[Data shown start]

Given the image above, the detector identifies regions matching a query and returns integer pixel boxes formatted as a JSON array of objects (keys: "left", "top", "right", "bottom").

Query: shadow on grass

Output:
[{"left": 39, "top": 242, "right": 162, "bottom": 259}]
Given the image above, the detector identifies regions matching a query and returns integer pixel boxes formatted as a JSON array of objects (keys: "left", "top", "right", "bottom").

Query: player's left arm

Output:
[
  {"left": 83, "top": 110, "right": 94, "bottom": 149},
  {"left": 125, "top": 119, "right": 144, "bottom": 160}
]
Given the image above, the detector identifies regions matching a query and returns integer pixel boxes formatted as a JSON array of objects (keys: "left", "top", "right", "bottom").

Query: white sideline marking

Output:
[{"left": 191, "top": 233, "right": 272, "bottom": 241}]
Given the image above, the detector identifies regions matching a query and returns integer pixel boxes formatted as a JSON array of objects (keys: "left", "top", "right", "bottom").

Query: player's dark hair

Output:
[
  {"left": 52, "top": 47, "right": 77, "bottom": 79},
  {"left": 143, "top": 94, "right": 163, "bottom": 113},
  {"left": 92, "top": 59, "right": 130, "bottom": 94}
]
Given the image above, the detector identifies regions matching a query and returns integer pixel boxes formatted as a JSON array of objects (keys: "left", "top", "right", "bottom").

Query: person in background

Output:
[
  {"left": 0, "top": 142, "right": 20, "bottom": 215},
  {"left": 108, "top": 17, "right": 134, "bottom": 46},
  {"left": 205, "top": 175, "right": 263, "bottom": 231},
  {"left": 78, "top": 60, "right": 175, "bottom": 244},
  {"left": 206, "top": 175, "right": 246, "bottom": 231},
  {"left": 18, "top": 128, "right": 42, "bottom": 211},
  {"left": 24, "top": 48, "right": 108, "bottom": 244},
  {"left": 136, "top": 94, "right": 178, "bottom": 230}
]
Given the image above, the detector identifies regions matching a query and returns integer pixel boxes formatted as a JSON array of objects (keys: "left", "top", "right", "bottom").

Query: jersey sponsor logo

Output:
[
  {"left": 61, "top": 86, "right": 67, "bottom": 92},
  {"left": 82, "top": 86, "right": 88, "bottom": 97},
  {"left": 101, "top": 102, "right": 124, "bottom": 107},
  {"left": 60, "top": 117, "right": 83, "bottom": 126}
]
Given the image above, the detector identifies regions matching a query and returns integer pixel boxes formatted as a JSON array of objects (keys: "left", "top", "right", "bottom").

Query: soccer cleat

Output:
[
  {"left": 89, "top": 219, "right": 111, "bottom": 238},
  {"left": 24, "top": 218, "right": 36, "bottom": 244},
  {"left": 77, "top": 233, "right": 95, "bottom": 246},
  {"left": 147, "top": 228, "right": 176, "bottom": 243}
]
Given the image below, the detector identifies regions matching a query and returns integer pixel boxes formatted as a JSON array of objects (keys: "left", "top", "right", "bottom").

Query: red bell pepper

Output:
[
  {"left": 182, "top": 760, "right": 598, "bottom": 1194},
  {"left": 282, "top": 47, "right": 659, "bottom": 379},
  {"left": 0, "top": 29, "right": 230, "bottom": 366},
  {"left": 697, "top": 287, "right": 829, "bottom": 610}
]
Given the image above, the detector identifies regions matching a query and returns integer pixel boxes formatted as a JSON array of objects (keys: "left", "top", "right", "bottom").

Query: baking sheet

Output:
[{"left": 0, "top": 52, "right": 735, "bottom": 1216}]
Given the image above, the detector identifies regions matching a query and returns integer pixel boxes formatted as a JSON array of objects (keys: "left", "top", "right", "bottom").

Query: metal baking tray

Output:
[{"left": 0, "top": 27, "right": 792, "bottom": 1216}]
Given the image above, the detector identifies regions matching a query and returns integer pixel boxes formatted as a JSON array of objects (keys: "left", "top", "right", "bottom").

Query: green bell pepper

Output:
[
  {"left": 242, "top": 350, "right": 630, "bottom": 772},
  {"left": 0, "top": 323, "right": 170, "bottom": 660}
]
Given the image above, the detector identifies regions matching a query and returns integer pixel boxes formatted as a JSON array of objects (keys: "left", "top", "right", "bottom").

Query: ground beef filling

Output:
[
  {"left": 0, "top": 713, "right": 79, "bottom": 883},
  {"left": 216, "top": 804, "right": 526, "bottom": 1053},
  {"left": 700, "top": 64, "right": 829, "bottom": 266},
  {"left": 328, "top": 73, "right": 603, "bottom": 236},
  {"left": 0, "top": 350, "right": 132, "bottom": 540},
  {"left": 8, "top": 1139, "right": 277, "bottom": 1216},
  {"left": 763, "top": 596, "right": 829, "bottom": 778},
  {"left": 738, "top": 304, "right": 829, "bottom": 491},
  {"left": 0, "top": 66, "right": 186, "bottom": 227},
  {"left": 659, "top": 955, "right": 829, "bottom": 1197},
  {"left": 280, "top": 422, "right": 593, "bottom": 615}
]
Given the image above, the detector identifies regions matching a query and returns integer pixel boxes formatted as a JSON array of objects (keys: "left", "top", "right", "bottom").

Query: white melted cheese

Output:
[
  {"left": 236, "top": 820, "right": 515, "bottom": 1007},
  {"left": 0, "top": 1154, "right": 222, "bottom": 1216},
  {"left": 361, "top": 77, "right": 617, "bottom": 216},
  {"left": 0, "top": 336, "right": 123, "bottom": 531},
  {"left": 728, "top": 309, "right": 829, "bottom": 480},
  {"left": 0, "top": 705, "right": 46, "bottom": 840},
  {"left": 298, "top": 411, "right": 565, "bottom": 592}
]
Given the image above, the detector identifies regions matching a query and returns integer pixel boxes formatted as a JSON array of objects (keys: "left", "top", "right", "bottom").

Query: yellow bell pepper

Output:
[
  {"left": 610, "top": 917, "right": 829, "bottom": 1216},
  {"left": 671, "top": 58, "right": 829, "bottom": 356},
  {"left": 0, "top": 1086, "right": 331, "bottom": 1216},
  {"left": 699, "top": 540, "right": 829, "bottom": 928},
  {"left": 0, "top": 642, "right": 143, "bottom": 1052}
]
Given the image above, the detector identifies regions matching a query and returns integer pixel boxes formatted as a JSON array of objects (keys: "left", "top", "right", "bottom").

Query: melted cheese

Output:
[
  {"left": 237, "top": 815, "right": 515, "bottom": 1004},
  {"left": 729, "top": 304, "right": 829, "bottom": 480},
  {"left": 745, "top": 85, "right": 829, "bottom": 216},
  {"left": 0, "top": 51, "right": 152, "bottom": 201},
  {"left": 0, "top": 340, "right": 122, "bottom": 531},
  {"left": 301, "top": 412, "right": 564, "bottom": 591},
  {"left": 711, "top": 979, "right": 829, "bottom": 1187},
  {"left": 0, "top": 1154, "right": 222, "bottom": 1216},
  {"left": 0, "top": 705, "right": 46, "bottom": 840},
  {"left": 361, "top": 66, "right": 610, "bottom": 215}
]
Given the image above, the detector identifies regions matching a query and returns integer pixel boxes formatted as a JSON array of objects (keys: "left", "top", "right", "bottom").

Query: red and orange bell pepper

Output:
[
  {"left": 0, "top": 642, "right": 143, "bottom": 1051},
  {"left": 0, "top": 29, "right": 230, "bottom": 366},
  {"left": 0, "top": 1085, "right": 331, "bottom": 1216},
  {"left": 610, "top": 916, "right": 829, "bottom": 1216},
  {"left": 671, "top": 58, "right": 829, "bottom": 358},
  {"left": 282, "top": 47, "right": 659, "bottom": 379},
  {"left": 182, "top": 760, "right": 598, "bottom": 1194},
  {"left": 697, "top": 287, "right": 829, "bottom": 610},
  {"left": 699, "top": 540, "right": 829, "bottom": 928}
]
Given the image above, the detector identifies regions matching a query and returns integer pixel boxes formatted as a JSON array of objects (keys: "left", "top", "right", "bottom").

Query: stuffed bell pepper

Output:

[Data shown end]

Locate every line in the data above that contains the word "player" and copy each such line. Case counts.

| Solution to the problem |
Query: player's left arm
Query: player's dark hair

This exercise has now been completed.